> **YOUR OBJECTIVE**
Gather the lines from the material that contain "Target".
EXTRACTED ENTRIES: Begin
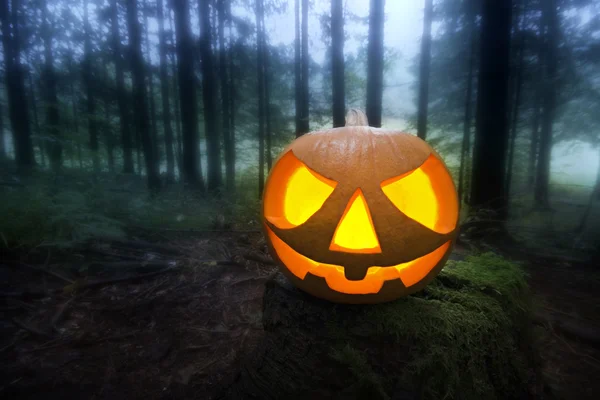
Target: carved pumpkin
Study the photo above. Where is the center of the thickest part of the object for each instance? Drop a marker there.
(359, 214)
EXTRACTED ENTRIES: End
EXTRACTED ENTRIES: Begin
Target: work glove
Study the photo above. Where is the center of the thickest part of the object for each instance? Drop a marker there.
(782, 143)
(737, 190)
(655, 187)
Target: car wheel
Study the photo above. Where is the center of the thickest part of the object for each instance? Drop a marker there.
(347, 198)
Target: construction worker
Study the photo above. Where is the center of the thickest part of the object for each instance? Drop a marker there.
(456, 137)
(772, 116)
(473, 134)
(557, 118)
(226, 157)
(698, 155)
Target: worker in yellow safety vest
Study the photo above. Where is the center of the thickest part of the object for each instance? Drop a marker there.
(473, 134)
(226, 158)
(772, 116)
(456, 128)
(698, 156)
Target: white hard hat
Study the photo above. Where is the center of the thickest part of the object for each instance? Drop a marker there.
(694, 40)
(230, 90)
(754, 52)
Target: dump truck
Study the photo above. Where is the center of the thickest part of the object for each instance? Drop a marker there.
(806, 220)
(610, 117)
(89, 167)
EXTRACTED ENTRIES: End
EXTRACTED ENTRIES: Begin
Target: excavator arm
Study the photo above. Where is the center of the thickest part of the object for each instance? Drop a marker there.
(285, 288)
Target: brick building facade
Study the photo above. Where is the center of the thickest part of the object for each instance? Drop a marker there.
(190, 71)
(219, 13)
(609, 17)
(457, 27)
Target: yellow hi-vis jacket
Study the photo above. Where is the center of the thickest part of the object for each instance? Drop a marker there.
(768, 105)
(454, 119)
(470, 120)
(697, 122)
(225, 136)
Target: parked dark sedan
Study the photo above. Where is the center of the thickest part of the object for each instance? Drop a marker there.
EXTRACTED ENTRIES: End
> **YOUR SOLUTION**
Target: carved pumpkin
Target: work glove
Target: car wheel
Target: construction worker
Target: worker in yellow safety vest
Target: white hard hat
Target: dump truck
Target: excavator arm
Target: brick building facade
Target: yellow hi-vis jacket
Target: parked dark sedan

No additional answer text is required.